SHORT EXERCISE: From the records below, copy out every line that contains the word "chair".

DATA LISTING:
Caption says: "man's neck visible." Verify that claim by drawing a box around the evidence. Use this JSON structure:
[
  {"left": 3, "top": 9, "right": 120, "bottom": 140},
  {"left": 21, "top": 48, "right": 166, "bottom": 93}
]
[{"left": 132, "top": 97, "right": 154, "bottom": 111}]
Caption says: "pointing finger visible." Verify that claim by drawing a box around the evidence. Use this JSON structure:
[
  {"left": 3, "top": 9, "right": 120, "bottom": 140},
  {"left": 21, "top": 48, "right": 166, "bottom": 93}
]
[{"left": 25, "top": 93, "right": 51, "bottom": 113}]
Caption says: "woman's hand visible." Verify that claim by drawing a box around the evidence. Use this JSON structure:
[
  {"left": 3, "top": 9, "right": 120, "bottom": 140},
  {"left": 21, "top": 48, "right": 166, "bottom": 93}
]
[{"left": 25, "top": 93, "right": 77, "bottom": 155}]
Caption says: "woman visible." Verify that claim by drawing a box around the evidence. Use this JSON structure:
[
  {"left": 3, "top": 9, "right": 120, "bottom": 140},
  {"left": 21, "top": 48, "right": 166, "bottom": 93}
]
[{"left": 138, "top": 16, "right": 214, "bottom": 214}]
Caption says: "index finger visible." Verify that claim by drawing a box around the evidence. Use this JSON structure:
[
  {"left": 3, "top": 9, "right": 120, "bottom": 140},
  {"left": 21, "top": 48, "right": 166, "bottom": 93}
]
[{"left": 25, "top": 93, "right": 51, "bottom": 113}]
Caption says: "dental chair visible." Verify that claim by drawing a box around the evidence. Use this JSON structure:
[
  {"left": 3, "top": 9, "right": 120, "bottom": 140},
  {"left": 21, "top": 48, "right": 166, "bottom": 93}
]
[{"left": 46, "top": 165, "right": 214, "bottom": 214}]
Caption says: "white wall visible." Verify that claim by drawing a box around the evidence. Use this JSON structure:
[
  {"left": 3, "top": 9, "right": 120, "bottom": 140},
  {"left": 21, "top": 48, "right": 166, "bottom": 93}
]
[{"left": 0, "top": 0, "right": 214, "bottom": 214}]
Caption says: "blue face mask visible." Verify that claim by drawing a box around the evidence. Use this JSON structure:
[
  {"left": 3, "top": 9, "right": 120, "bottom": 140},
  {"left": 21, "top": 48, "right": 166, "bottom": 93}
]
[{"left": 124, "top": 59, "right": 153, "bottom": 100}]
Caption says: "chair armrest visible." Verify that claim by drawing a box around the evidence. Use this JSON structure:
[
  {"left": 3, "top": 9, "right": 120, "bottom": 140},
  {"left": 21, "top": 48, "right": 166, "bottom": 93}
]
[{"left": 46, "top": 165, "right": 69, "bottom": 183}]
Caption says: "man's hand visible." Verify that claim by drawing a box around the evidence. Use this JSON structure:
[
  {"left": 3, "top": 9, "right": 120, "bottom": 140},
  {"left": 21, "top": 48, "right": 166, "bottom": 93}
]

RESULT OF THE TASK:
Caption says: "dental chair visible." Verify that claim by drawing a box around the evidence. Use this JSON structure:
Caption says: "chair armrest visible." Verify that claim by drawing a box around the evidence. Use this JSON structure:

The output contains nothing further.